--- Brontekst ---
***

De tweede kant van psychologische veiligheid is: bijdragen aan het belang van het team. Die andere kant van de medaille is een van de voorlopige bevindingen in mijn onderzoek. Psychologische veiligheid kun je definiëren als de afwezigheid van interpersoonlijke angst, maar dat is te eenzijdig. Er moet ook de wil zijn om bij te dragen aan een gemeenschappelijk belang. Als dat ontbreekt, gaan mensen vooral voor hun eigen belang en daardoor brokkelt de veiligheid af. Achter veiligheid zit de aanname dat iemand het beste met je voorheeft, maar dat is niet altijd zo, zeker niet als iemand uiteindelijk voor zichzelf gaat.’

Nijhuis benadrukt nogmaals het belang van een goede analyse. ‘Stel dat je werkt in een organisatie en al jaren hetzelfde werk doet, waar je je goed bij voelt en wat je kunt. Er komt een nieuwe manager en die wil dat jij en je team iets anders gaan doen. Je hebt het gevoel dat je de controle verliest. Ik hoor regelmatig dat mensen dan zeggen: ‘het is hier niet veilig’. Dat klopt eigenlijk niet. In dit geval is er sprake van onzekerheid, niet van onveiligheid. Er is sprake van onveiligheid als je je onzekerheid niet durft te uiten, omdat je bang bent dat je erop afgerekend wordt.

Psychologische onveiligheid is schadelijk, omdat de ontwikkeling van een organisatie stagneert als het er niet veilig is. De organisatie kan zich niet meer aanpassen en mensen lopen het risico somber te worden, in een burn-out te raken en in sommige gevallen depressief te worden.’

Wat kun je zelf doen om psychologische veiligheid te bevorderen?

Nijhuis: ‘Maak de samenwerking bespreekbaar. Stel elkaar de vraag ‘Hoe werken wij samen?’ Is dat ook zoals we het willen? Het is heel belangrijk om elkaar goed te leren kennen, ook de privésituatie van iemand. Zodoende kun je elkaar beter begrijpen.’

De leidinggevende heeft hierin een voortrekkersrol. Dat begint in de hoogste managementlaag. Als dat besluitvormende team niet functioneert, sijpelt dat door naar de hele organisatie. Je krijgt eilandjes, teams die niet goed samen kunnen werken. Als leidinggevende kun je de volgende dingen doen:

  • Continu uitdragen dat open communicatie en veiligheid nodig zijn om te blijven leren en presteren, als team, maar ook als individu.

***

--- Verzamelde gegevens ---
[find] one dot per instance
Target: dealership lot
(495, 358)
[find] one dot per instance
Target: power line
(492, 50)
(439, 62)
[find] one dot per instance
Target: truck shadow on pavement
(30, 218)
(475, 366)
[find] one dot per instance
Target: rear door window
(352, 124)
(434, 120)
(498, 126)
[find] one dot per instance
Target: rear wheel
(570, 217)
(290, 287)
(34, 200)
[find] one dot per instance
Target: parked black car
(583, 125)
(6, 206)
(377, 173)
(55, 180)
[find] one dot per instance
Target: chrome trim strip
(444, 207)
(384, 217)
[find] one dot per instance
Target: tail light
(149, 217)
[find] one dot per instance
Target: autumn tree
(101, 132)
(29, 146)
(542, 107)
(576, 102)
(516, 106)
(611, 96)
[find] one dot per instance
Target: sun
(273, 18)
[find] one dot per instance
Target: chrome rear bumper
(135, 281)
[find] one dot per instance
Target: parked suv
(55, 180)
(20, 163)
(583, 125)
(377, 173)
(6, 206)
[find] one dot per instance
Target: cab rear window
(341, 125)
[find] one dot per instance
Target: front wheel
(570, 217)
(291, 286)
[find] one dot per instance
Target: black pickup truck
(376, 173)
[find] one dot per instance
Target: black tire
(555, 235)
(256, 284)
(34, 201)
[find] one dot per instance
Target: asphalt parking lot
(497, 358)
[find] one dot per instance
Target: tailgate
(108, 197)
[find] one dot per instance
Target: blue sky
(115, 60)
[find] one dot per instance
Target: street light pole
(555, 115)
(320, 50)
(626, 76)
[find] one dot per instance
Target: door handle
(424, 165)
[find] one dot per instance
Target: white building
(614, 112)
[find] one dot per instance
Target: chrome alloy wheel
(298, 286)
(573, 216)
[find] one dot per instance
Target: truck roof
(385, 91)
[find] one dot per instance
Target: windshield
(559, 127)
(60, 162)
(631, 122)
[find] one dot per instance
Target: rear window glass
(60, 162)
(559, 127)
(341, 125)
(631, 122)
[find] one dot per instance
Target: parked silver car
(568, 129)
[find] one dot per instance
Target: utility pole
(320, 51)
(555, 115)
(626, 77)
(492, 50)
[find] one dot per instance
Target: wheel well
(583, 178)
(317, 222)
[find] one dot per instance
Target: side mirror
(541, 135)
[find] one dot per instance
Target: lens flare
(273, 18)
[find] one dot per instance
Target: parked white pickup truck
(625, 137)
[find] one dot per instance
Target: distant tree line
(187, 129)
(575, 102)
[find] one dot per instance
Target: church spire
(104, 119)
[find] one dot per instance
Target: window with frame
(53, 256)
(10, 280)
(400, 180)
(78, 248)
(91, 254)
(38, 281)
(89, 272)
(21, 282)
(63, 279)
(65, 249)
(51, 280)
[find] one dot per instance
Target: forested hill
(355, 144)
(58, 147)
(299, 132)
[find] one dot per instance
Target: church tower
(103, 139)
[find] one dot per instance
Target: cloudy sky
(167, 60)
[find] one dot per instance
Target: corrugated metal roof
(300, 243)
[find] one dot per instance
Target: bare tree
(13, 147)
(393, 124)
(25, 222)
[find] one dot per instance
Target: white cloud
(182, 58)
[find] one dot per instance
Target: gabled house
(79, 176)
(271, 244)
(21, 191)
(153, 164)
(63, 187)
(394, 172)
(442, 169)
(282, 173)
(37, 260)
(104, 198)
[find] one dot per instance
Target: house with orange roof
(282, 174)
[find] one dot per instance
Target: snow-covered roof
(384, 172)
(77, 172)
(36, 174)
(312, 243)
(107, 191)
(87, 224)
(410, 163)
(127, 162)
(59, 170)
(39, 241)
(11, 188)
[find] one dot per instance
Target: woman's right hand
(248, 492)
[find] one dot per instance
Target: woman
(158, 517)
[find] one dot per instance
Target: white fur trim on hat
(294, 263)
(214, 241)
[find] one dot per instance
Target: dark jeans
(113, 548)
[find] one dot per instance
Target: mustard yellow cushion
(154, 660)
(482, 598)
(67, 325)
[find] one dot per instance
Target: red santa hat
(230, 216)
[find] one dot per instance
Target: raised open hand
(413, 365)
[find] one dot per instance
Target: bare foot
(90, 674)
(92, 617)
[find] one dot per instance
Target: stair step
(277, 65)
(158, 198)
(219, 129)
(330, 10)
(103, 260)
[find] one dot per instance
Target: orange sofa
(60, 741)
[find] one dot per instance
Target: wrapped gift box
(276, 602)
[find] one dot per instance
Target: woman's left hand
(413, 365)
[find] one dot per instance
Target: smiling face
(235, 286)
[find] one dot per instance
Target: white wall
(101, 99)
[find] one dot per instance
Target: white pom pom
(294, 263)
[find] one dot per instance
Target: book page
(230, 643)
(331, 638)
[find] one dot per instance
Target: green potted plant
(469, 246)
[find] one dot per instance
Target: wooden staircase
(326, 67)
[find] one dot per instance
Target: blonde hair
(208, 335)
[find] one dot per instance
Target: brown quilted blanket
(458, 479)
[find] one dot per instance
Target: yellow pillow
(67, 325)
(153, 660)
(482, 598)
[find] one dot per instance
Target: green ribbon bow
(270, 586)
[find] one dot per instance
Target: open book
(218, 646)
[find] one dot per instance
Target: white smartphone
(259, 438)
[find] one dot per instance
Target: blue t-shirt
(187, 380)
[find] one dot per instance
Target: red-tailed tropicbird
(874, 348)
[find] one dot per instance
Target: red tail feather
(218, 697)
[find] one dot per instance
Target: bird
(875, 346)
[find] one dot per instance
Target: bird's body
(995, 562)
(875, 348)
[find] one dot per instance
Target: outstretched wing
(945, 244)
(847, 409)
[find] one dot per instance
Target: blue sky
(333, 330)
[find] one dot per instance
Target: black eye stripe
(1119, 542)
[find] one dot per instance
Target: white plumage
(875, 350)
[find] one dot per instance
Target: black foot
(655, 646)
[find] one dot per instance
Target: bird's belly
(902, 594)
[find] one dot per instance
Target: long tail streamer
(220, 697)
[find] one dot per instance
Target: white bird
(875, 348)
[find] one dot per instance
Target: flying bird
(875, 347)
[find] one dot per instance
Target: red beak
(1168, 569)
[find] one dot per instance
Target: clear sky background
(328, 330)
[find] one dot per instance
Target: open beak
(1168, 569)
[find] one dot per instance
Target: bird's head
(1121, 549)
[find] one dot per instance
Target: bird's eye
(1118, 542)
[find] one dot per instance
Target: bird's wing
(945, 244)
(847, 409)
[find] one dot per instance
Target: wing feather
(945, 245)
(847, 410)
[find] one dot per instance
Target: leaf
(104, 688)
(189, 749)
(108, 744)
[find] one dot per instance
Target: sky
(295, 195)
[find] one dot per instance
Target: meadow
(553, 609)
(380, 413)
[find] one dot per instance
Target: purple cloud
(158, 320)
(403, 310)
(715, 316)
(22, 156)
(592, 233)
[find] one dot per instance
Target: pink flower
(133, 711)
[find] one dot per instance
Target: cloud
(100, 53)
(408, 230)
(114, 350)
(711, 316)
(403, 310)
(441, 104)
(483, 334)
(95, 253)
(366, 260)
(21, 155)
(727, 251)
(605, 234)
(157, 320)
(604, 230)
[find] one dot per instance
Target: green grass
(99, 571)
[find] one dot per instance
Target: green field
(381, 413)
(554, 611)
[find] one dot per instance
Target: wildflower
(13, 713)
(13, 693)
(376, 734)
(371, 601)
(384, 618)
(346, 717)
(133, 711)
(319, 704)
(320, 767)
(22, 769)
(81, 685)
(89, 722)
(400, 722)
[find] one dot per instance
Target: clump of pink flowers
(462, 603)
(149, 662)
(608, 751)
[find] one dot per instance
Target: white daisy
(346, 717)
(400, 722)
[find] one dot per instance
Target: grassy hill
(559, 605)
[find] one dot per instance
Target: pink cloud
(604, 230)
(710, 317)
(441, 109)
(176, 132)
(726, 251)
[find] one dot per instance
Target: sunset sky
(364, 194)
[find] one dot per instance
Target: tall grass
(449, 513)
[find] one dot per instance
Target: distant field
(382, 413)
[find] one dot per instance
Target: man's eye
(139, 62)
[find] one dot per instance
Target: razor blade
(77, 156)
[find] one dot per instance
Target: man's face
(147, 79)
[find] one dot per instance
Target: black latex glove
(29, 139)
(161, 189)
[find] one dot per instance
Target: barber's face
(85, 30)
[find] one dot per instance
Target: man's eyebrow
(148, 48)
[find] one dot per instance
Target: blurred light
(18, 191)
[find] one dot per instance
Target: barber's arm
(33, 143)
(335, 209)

***

--- Opdrachten ---
• 1. Schrijf uit de tekst over psychologische veiligheid letterlijk over van "Psychologische onveiligheid is" tot en met "veiligheid te bevorderen?".
• 2. Geef voor elke bewering aan of ze klopt volgens de tekst over psychologische veiligheid, met ja of nee en de letterlijk aangehaalde woorden waarop je oordeel berust.
(a) Wie bij een nieuwe manager het gevoel heeft de controle te verliezen, ervaart volgens Nijhuis onveiligheid.
(b) Psychologische onveiligheid kan ertoe leiden dat mensen in een burn-out raken.
(c) De voortrekkersrol van de leidinggevende begint in de hoogste managementlaag.
• 3. Vul de tekst over psychologische veiligheid aan met wat er na het laatste opsommingspunt volgt.
De regels spelen hierbij geen enkele rol.

--- Antwoorden ---
• 1.
Psychologische onveiligheid is schadelijk, omdat de ontwikkeling van een organisatie stagneert als het er niet veilig is. De organisatie kan zich niet meer aanpassen en mensen lopen het risico somber te worden, in een burn-out te raken en in sommige gevallen depressief te worden.’

Wat kun je zelf doen om psychologische veiligheid te bevorderen?

• 2.
(a) Nee: "In dit geval is er sprake van onzekerheid, niet van onveiligheid."
(b) Ja: "mensen lopen het risico somber te worden, in een burn-out te raken en in sommige gevallen depressief te worden."
(c) Ja: "Dat begint in de hoogste managementlaag."

• 3.
  • Situationele bescheidenheid: in het gesprek of de vergadering, dus de feitelijke interactie, benoemen dat je niet de wijsheid in pacht hebt en daarom elkaar nodig hebt: elkaars mening, perspectief en identiteit. Je kunt ook een structuur inrichten waarin je regelmatig elkaars inbreng hoort.
  • Productief reageren: als mensen hun mening geven, waardeer dat en neem mensen serieus. Dat betekent dat je heel concreet terugkoppelt wat je met de inbreng hebt gedaan, ook als je er niets mee gedaan hebt, omdat je het er niet mee eens bent. Verder is het van groot belang dat je schendingen van deze drie dingen niet tolereert en dat je slecht functioneren in het team benoemt en aanpakt. Dit gebeurt vaak niet en daardoor neemt de onveiligheid toe.

Situationele bescheidenheid ziet Nijhuis steeds meer voorkomen in organisaties. Volgens haar hoort dat bij een trend waarin coachend leiderschap steeds gebruikelijker wordt. De andere twee punten ziet ze nog te weinig. Nijhuis: ‘Voor een deel ligt dat aan hiërarchie in een organisatie. De mensen onderaan de hiërarchie ervaren de emotionele impact daarvan, maar voor de managers en vooral voor bestuurders is die impact verdwenen. Ze zijn als het ware vergeten hoe hiërarchie werkt. Het is dus geen onwil, eerder een bijkomstigheid van een functie bovenaan de hiërarchie.’

Hoe verklaar jij de toegenomen aandacht vanuit de samenleving voor dit onderwerp?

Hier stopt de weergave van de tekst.